Makna Allah menurut Ilmu Nahwu dan Ilmu Manthiq









Sedikit mengupas lafaz jalalah
dari segi ilmu ‘arabiyah, khususnya  ilmu
Nahwu dan juga menyandarkannya kepada Mi’yarul ‘Ulum (Timbangan segala Ilmu)
atau yang lebih dikenal dengan ilmu Manthiq, yaitu ilmu yang dapat membantu
akal agar tidak salah dalam membuat kesimpulan saat menghukum sesuatu.




Dalam ilmu Manthiq, lafaz ALLAH termasuk lafaz mufrad juz'i. Lafadz mufrad juz'i adalah lafaz yang tidak
menerima mafhum syirkah. Mufrad di sini berarti kebalikan (muqabalah) murakkab,
bukan mufrad yang selain tasniyah dan jamak.





Ada yang mendefinisikan mufrad
tersebut dengan; “Ma laa yadullu juz’uhu ‘ala juz’I ma’nahu.”





Artinya adalah kata tunggal atau suatu
kata yang bagian kata tersebut tidak menunjukkan kepada bagian makna kata itu
sendiri. Walaupun kata itu tersusun dari beberapa suku kata, bila bagian suku katanya
tidak menunujukkan kepada bagian maknanya maka disebut mufrad.





Misalnya kata "mobil",
maknanya adalah alat transportasi roda empat. Kata "mo" tidak
mempunyai makna sendiri, dan kata "bil" juga tidak menunjukkan arti
sendiri dalam makna mobil yang telah disebutkan.





Syekh Abdurrahman Al-Akhdhari, Ulama
Manthiq kenamaan yang juga salah seorang pembesar sufi menjelaskan dalam
kitabnya, Kitab Matan Sullam Munawraq:





Famufhimu isytirakinil kulliyyu
ka asadin wa 'aksuhul juz'iyyu.

▸ **Daftar Baris**
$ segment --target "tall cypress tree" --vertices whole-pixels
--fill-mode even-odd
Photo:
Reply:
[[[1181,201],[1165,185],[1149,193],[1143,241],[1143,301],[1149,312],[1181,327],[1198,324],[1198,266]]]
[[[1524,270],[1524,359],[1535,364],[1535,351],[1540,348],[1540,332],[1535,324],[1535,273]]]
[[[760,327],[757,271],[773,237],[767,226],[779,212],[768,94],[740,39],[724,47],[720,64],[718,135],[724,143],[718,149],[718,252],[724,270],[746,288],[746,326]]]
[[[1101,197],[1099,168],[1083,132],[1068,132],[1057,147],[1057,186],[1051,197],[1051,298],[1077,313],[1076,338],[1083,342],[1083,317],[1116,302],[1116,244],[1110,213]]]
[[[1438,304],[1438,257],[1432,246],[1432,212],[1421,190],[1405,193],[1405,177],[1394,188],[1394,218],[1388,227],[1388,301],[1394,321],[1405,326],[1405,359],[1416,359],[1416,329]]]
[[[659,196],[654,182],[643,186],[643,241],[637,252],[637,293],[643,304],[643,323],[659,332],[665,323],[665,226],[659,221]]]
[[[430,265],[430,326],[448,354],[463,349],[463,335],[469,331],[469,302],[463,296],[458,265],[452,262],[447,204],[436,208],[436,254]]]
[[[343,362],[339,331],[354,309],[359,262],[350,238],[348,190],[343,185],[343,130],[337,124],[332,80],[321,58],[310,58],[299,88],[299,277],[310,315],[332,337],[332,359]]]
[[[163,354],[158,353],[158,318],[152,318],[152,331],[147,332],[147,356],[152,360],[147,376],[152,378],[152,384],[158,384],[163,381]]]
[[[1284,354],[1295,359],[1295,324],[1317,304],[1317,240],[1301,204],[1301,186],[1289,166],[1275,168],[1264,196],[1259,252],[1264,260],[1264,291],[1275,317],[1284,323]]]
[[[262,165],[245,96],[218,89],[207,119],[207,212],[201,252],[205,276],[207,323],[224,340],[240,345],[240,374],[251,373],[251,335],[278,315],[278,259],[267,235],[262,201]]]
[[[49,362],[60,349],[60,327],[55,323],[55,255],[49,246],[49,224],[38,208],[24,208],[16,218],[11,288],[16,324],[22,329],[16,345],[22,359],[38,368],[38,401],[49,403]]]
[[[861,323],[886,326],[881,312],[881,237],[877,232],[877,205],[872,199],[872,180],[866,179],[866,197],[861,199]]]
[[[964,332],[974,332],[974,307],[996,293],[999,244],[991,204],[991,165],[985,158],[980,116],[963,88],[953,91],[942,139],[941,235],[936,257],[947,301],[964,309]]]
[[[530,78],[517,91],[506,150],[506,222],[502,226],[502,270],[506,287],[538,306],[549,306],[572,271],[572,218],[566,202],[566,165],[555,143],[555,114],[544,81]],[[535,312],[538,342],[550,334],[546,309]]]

▸ **Tugas yang Dikerjakan**
Sambung teks bacaan tentang makna lafaz Allah menurut ilmu Nahwu dan ilmu Manthiq, mulai setelah kalimat terakhir yang ditampilkan.

▸ **Jawaban Tugas**
“Mufrad kulli ialah lafadz yang menerima
mafhum syirkah, sedangkan lawannya adalah mufrad juz’i.”





Untuk penjelasan lebih mudahnya
begini;





Lafaz mufrad juz'I ialah lafaz
mufrad yang tidak menerima atau tidak mungkin mengandung beberapa unit (afrad).





Dengan kata lain, lafaz ini hanya
menunjukkan kepada satu makna. Contohnya kata "Zaidan" (nama salah
satu santri) yang tidak menunjukkan kepada unit lain kecuali si zaidan itu
sendiri. Bila demikian, jika ada orang yang menyuruh Zainal mencari Zaidan dan
membawa ke kelas, lalu Zainal masuk kelas hanya membawa HP-nya zaidan, padahal
keduanya benar-benar mengenal Zaidan dan zainal pun mengetahui di mana Zaidan maka
dalam hal ini Zainal telah bersalah. Sebab kata "Zaidan" tidak
berarti lain selain diri Zaidan
itu sendiri, tidak bisa diartikan bagian dari zaidan
.





Beralih ke pandangan Ilmu Nahwu,
lafadz Allah adalah isim 'alam.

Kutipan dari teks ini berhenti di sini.